## [Exercise directions]
Pick up the guide on parsing HTML tables with Nokogiri, given below, and continue it from its final line.

This guide will show you how to parse HTML tables with Nokogiri.
Step 1: Parse the document
Use the Nokogiri::HTML
method to parse your HTML input:
require 'nokogiri'
document = Nokogiri::HTML(input)
Step 2: Select the target table element
If there is only one table in the document you can select it by the tag name:
table = document.at('table')
If there are a number of tables in the document you can instead use a CSS selector to identify a specific table by its id, or a class name:
table = document.at('#example-id')
table = document.at('.example-table-class')
Alternatively if the table does not have any distinguishing attributes you can select the table positionally, relative to other tables. For example:
tables = document.search('table')
table = tables.last # last table in the document
Step 3: Select the table cell elements
Use the Nokogiri #search method to select descendant table rows, and loop through each row. Then select the descendant table cells in each row. For example:
table.search('tr').each do |tr|
cells = tr.search('th, td')

## [Given entries]
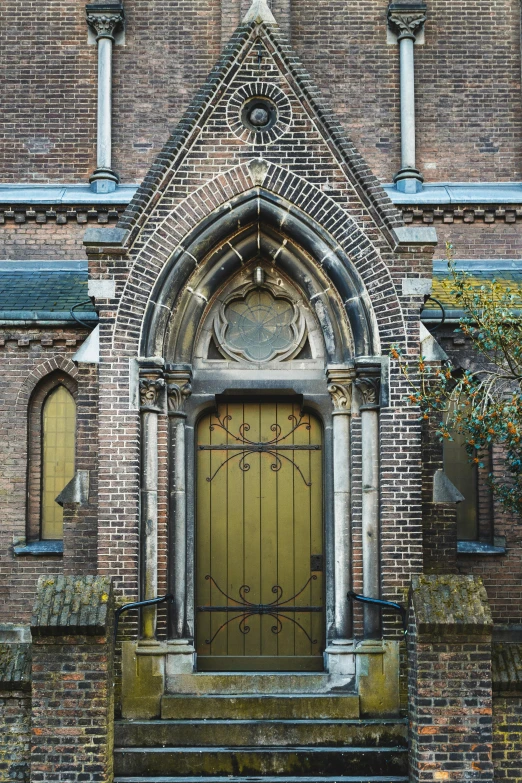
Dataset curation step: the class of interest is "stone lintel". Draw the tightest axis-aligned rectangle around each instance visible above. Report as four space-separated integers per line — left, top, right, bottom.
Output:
85 2 125 41
31 575 114 638
388 2 427 41
411 574 493 637
0 642 31 691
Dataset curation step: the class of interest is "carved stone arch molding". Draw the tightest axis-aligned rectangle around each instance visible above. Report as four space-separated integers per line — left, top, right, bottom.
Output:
112 161 406 356
140 188 380 363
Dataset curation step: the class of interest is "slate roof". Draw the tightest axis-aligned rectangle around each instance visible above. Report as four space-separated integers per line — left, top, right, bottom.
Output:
0 261 97 321
491 642 522 692
118 22 403 245
422 259 522 321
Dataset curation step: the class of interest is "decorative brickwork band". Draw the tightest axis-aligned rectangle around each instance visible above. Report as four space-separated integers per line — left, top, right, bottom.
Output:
85 3 124 193
140 359 165 645
408 574 492 783
31 575 114 783
327 365 355 648
355 357 382 639
166 365 192 639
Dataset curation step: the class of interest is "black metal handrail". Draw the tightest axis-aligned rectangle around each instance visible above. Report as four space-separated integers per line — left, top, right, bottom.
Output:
114 593 174 642
347 590 408 636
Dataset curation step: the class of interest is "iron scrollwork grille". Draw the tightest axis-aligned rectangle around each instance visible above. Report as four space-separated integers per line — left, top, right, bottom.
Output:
197 574 323 645
198 414 322 487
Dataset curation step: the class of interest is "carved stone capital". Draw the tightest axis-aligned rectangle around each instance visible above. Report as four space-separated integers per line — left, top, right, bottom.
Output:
388 3 426 41
327 367 355 413
165 368 192 415
140 371 165 413
85 3 125 41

## [Response]
# output cell data
end
Remember that headings can be specified using th
elements or td
elements. Depending on your project you may want to filter out the headings, or certain rows and columns.
Step 4: Extract and output the cell data
Finally, you can extract and output the data from each cell. For example:
cells.each do |cell|
text = cell.text.strip
puts CSV.generate_line(cells)
end
In most cases the data of interest will be the cell text, but you might want to filter or add to the data based on the cell attributes. This example uses the String#strip method to remove any leading or trailing whitespace from the text, and the CSV.generate_line method to output the cell values as a line of CSV data.